Texte à lire:
####

9. En troisième lieu, aux termes de l'article L. 76 du livre des procédures fiscales : " Les bases ou éléments servant au calcul des impositions d'office et leurs modalités de détermination sont portées à la connaissance du contribuable trente jours au moins avant la mise en recouvrement des impositions (...) ".

10. La proposition de rectification du 17 novembre 2015 rappelle, en page 3, qu'en vertu " des dispositions des articles L 8222-1, L 8221-3, L 8221-5 et D 8222-5 du code du travail (...) pour toute prestation, le donneur d'ordre doit s'assurer que son cocontractant n'exerce pas de travail dissimulé par dissimulation de salarié ou par l'exercice d'une activité occulte. Le donneur d'ordre doit donc vérifier que son prestataire est inscrit au registre du commerce ou registre professionnel, qu'il est connu des services des impôts, qu'il a souscrit ses déclarations fiscales et sociales et que ses salariés sont régulièrement déclarés " et indique, en page 8, que la société requérante " n'a pas, comme le prévoit l'article L 8222-1 du code du travail formellement vérifié la situation professionnelle et administrative de la SASU SSIA en lui réclamant les documents prévus par les articles L 8221-3, L 8221-5 et D 8222-5 et suivants du code du travail ", alors que " ces vérifications lui auraient pourtant permis de constater que la société sous-traitante souscrivait des déclarations fortement minorées auprès de l'URSSAF " et qu' " au surplus, l'analyse du service a démontré que la société SSIA déclarait des effectifs salariés sans rapport avec le montant des prestations facturées ". Ces motifs de fait et de droit étaient suffisamment pour permettre à la contribuable de faire valoir utilement ses observations. Dès lors, et sans que la SARL Comet Sécurité Privée puisse utilement observer que le décret n° 2011-1601 du 21 novembre 2011 a retiré, à compter du

1er janvier 2012, de la liste des documents devant être réclamés par le donneur d'ordre

l' " attestation sur l'honneur du cocontractant du dépôt auprès de l'administration fiscale, à la date de l'attestation, de l'ensemble des déclarations fiscales obligatoires ", le moyen tiré de l'insuffisance de motivation de la proposition de rectification doit être écarté.

####

Données sources:
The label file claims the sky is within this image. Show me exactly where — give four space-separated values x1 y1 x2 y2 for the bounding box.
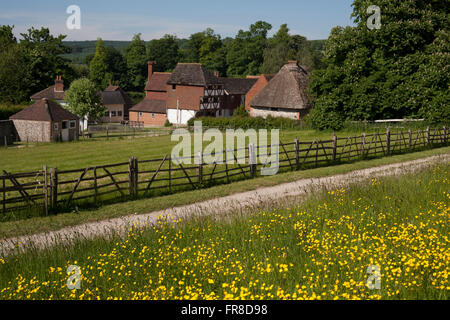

####

Défis:
1. Veuillez répondre à ces questions sur le texte à lire.
(a) Selon l'article L. 76 du livre des procédures fiscales, combien de jours au moins avant la mise en recouvrement les bases des impositions d'office sont-elles portées à la connaissance du contribuable ?
(b) De quelle date est la proposition de rectification ?
(c) Quel décret a retiré de la liste des documents l'« attestation sur l'honneur du cocontractant » ?
2. Mettez à jour le passage du texte à lire allant de « 1er janvier 2012, de » à « doit être écarté. », en y remplaçant « donneur d'ordre » par « client ».
Appuyez-vous uniquement sur le texte à lire.

Résultats des exercices:
1.
(a) Trente jours au moins.
(b) Du 17 novembre 2015.
(c) Le décret n° 2011-1601 du 21 novembre 2011.

2.
1er janvier 2012, de la liste des documents devant être réclamés par le client

l' " attestation sur l'honneur du cocontractant du dépôt auprès de l'administration fiscale, à la date de l'attestation, de l'ensemble des déclarations fiscales obligatoires ", le moyen tiré de l'insuffisance de motivation de la proposition de rectification doit être écarté.